TEXTO DE ESTUDO:
Na sua opinião, qual a importância de uma discussão sobre identidade cultural, hoje, em Salvador?

É um tema muito importante e que é preciso qualificar, por que se fala muita bobagem a respeito disso. Todos os antropólogos e sociólogos já vivem de mau humor com a banalização que sofreu a temática da identidade, que é apresentada no discurso mais comum de uma maneira reificada e contraproducente. É preciso, entretanto, dar ênfase ao papel da diversidade cultural, ao reconhecimento da diversidade cultural, e relacionar isso com a temática da democracia no Brasil, que é uma coisa que a gente vem tentando instalar neste país e não instalou ainda. Nós temos uma democracia precária, que vai mal das pernas; temos um governo anti-popular; temos uma situação muito difícil, de desigualdade e miséria no Brasil; e isso é agravado pela ausência de uma política cultural, por exemplo, no país, realmente séria. Então, é preciso um debate que aborde essa questão de maneira digna, não é? Os estudiosos, os pesquisadores, os cientistas, todos esses que estão agora, por sinal, sofrendo os efeitos de um obscurantismo dominante no país, que eles reajam e discutam este assunto com a máxima seriedade.

Como isso tudo reflete no fazer artístico, na teoria e na prática?

A falta de um bom entendimento do que deve ser uma política cultural que contemple a diversidade, que é o tema da SBPC, afeta também os artistas, é claro. Você tem, por exemplo, um Ministério da Cultura que gasta milhões com um filme e que deixa na miséria a área de preservação cultural. Veja o que está acontecendo com o Patrimônio Histórico Nacional: está às moscas! Sem gente qualificada para trabalhar, com funcionários mal remunerados, com um descaso absoluto pela memória nacional. Então essa coisa criminosa que está acontecendo se reflete, claro, por exemplo, no etnocentrismo que rege essa política, para falar como antropólogo.

PROBLEMAS E TAREFAS:
(A) Traduza para o inglês esta frase do texto sobre identidade cultural: "Você tem, por exemplo, um Ministério da Cultura que gasta milhões com um filme e que deixa na miséria a área de preservação cultural."
(B) Transcreva, por favor, o trecho do texto sobre identidade cultural que vai de "Como isso tudo" até "falar como antropólogo.", inclusive.

DADOS DO EXERCÍCIO:
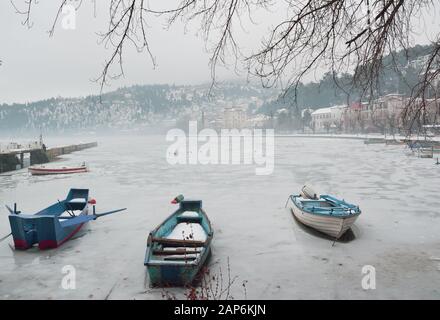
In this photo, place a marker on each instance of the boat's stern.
(28, 230)
(24, 231)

EXERCÍCIO RESOLVIDO:
(A) You have, for example, a Ministry of Culture that spends millions on a film and leaves the area of cultural preservation destitute.

(B)
Como isso tudo reflete no fazer artístico, na teoria e na prática?

A falta de um bom entendimento do que deve ser uma política cultural que contemple a diversidade, que é o tema da SBPC, afeta também os artistas, é claro. Você tem, por exemplo, um Ministério da Cultura que gasta milhões com um filme e que deixa na miséria a área de preservação cultural. Veja o que está acontecendo com o Patrimônio Histórico Nacional: está às moscas! Sem gente qualificada para trabalhar, com funcionários mal remunerados, com um descaso absoluto pela memória nacional. Então essa coisa criminosa que está acontecendo se reflete, claro, por exemplo, no etnocentrismo que rege essa política, para falar como antropólogo.